───── TEXTAUSSCHNITT
Am 24. November sollen die elf Atombehälter aus Frankreich in Richtung Wendland rollen. Drei Tage später dann, am ersten Advent, wird der Transport in Gorleben erwartet. Auch eine spätere Ankunft sei möglich, so das Innenministerium in Hannover. Das hätten die Verzögerungen früherer Transporte gezeigt. Damit sich keine Aktivisten wie 2008 an der Brücke bei Wendisch Evern abseilen und Plakate aufhängen, hat die Bundespolizei seit einigen Wochen neuralgische Punkte entlang der Strecke gesichert. Dazu zählen auch die Eisenbahnbrücke im Lüneburger Wald Tiergarten und die Jeetzel-Brücke bei Seerau.

Rund um die Uhr ist die Bundesbereitschaftspolizei im Einsatz. Zahlen zur Mannschaftsstärke nennt Göttner nicht. Er ist seit den ersten Polizeieinsätzen im Wendland Ende der 1970er Jahre dabei. Anfangs als Führer einer Einsatzeinheit, nun als Pressesprecher.

Unauffällig bewegen sich die Beamten im Gelände, stets ein Fernglas dabei. Darunter auch Marc Hirsch. Er gehörte der Zweiten Einsatzhundertschaft aus Uelzen an, die Kräfte für die Beobachtung stellt. Sie arbeiten rund um die Uhr im Schichtdienst. "Wenn man aus Uelzen kommt, dann ist man an dieser Strecke beheimatet", so der 35-Jährige Hirsch. "Wir sind personell an der Brücke gut aufgestellt und darüber hinaus wirkt die Absperrung abschreckend."

Außerdem habe man das eine oder andere technische Gerät angebracht, um das Gelände zu überwachen, sagt Polizeihauptkommissar Göttner (57). Der Aufgabenbereich der Polizisten ist klar geregelt: "Wir sind als Polizei neutral und haben das Versammlungsrecht zu gewährleisten. Als Vertreter der Bundespolizei werden wir keine Straftaten dulden. Und Schottern ist eine Straftat. Abgesehen davon, dass sich die Leute dabei selbst in Gefahr bringen." Beim "schottern" wühlen Aktivisten den Schotter unter den Gleisen heraus.
──────────
» **GESTELLTE AUFGABE A**
Übersetzen Sie den Satz „Am 24. November sollen die elf Atombehälter aus Frankreich in Richtung Wendland rollen.“ aus dem Textausschnitt über den Atomtransport ins Wendland ins Englische.
» **GESTELLTE AUFGABE B**
Schreiben Sie aus dem Textausschnitt über den Atomtransport ins Wendland die Stelle von „Außerdem habe man“ bis einschließlich „den Gleisen heraus.“ wörtlich ab.
───── GESPEICHERTE DATEN
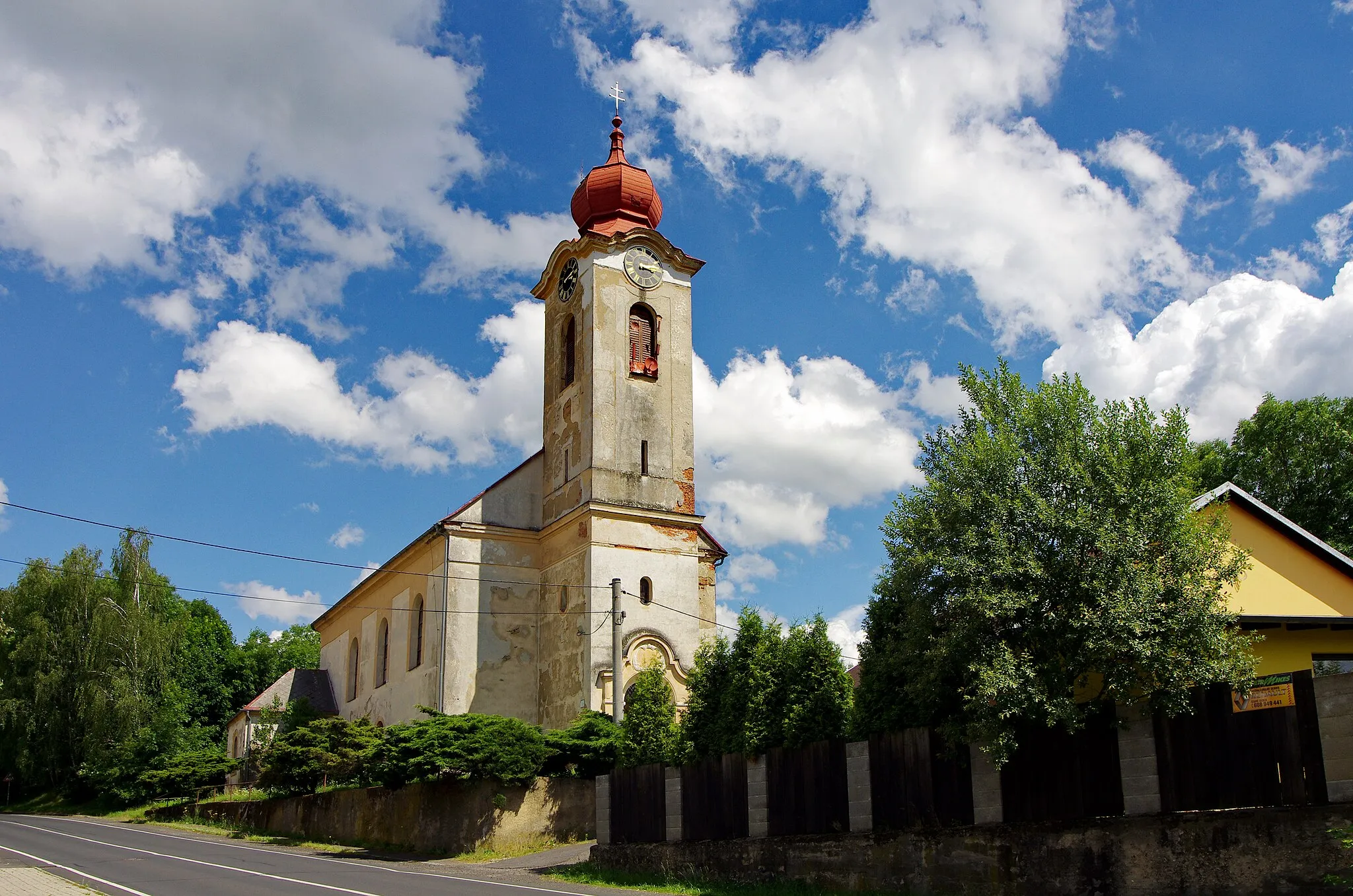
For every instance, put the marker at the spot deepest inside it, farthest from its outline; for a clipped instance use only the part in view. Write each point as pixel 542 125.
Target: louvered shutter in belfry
pixel 640 342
──────────
» **ANTWORT ZUR AUFGABE A**
On November 24, the eleven nuclear containers from France are scheduled to roll toward the Wendland.

» **ANTWORT ZUR AUFGABE B**
Außerdem habe man das eine oder andere technische Gerät angebracht, um das Gelände zu überwachen, sagt Polizeihauptkommissar Göttner (57). Der Aufgabenbereich der Polizisten ist klar geregelt: "Wir sind als Polizei neutral und haben das Versammlungsrecht zu gewährleisten. Als Vertreter der Bundespolizei werden wir keine Straftaten dulden. Und Schottern ist eine Straftat. Abgesehen davon, dass sich die Leute dabei selbst in Gefahr bringen." Beim "schottern" wühlen Aktivisten den Schotter unter den Gleisen heraus.